Task brief => In the records below, find the line that contains "x=81, y=156" and the line that contains "x=173, y=120", then retype exactly those two lines and every line between them.
..............................
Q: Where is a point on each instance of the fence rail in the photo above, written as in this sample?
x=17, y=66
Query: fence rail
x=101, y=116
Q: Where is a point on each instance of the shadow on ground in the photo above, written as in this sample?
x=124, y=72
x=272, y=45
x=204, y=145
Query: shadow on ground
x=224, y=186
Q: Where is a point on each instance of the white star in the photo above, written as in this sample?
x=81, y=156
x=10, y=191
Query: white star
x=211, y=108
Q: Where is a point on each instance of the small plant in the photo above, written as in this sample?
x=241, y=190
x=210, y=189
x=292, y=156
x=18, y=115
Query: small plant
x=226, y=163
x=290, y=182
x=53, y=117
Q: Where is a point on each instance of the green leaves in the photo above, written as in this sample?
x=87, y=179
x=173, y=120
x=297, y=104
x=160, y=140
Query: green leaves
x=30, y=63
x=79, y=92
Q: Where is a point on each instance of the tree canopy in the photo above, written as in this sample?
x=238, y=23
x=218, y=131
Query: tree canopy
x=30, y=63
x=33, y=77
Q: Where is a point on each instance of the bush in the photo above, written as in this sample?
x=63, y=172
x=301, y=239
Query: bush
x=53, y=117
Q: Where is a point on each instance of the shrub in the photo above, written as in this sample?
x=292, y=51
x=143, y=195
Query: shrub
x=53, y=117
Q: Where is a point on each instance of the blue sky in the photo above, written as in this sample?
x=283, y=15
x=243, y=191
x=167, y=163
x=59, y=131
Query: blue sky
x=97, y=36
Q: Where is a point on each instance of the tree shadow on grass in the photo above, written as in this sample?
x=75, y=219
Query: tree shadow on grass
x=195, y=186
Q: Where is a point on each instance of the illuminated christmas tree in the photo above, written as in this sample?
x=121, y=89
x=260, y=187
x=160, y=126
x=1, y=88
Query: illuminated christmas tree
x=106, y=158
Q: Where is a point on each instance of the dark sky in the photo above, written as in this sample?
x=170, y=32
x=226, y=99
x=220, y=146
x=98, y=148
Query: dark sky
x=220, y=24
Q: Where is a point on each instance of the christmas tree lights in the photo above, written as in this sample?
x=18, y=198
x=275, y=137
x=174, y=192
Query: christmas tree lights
..............................
Solution =>
x=81, y=156
x=10, y=191
Query: white star
x=211, y=108
Q: Where is a point on each instance of the small plant in the photo above, written as in this sample?
x=241, y=190
x=210, y=189
x=292, y=156
x=18, y=115
Query: small plant
x=226, y=163
x=290, y=182
x=53, y=117
Q: Where is a point on each instance of the green leaves in the photo above, written as in this sample?
x=87, y=179
x=173, y=120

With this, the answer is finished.